ABOUT THIS TASK —
Rewrite the records below, changing every "rough mask" to "coarse mask" and leaving all other text as it is.

DATA IN THIS EXERCISE section start

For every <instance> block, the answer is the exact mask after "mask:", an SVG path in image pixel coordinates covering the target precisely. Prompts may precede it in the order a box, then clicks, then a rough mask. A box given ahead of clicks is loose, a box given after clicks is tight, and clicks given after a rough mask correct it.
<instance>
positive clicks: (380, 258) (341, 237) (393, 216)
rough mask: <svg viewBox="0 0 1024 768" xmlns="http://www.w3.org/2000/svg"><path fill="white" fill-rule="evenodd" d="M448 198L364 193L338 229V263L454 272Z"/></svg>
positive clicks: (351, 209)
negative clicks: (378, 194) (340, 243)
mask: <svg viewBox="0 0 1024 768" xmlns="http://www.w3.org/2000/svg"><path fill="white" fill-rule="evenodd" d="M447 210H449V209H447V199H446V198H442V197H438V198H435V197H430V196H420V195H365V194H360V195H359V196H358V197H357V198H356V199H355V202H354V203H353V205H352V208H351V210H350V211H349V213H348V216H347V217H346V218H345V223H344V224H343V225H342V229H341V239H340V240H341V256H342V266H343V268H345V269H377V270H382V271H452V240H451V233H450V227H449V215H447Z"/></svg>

DATA IN THIS EXERCISE section end

WRITTEN SOLUTION —
For every <instance> block, the answer is the exact mask after "mask:", an SVG path in image pixel coordinates covering the target precisely. Prompts may precede it in the order a box, then clicks, then a coarse mask. A box given ahead of clicks is loose, a box given after clicks is tight, and clicks given after a coarse mask correct it.
<instance>
positive clicks: (380, 258) (341, 237) (393, 216)
coarse mask: <svg viewBox="0 0 1024 768" xmlns="http://www.w3.org/2000/svg"><path fill="white" fill-rule="evenodd" d="M448 198L364 193L338 229V263L454 272Z"/></svg>
positive clicks: (351, 209)
negative clicks: (378, 194) (340, 243)
mask: <svg viewBox="0 0 1024 768" xmlns="http://www.w3.org/2000/svg"><path fill="white" fill-rule="evenodd" d="M447 210H449V209H447V199H446V198H442V197H438V198H435V197H430V196H420V195H365V194H360V195H359V196H358V197H357V198H356V199H355V202H354V203H353V205H352V208H351V210H350V211H349V213H348V216H347V217H346V218H345V223H344V224H343V225H342V229H341V239H340V240H341V256H342V266H343V268H345V269H377V270H382V271H452V240H451V233H450V227H449V215H447Z"/></svg>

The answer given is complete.